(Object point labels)
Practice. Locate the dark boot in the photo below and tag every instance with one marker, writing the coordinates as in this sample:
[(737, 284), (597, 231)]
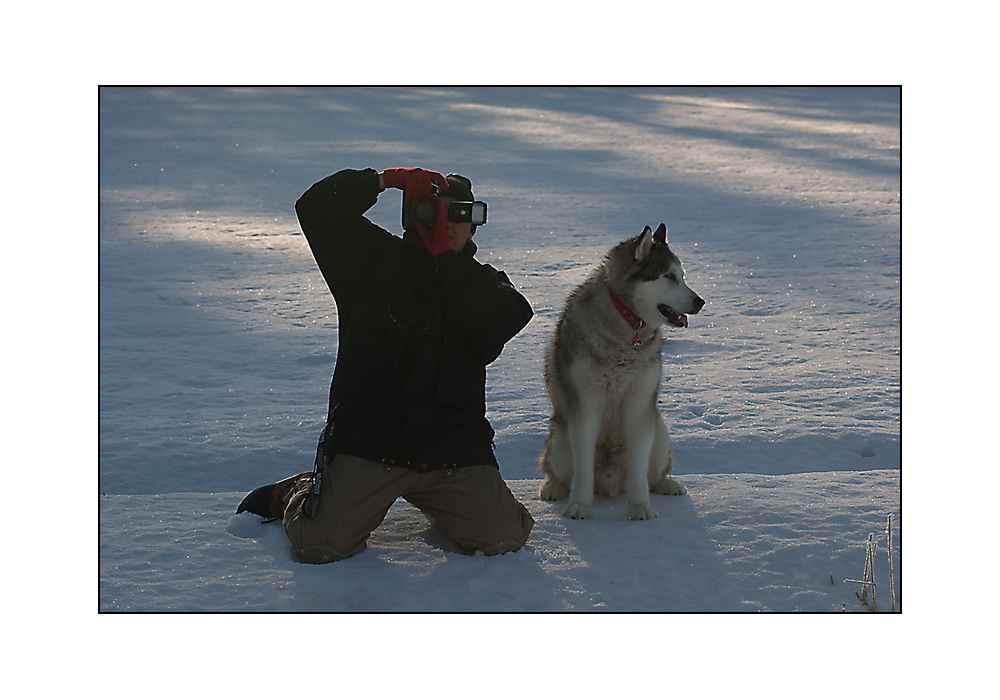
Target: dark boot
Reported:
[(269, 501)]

__WRITTEN REQUEST__:
Reproduce every row above word for word, leaving out the pictures.

__ANSWER FOR THE TASK__:
Practice. Locate the dark boot in the photo below and tag every instance with one marker, writing the coordinates as in this sample:
[(737, 284), (597, 231)]
Target: dark boot
Reported:
[(269, 501)]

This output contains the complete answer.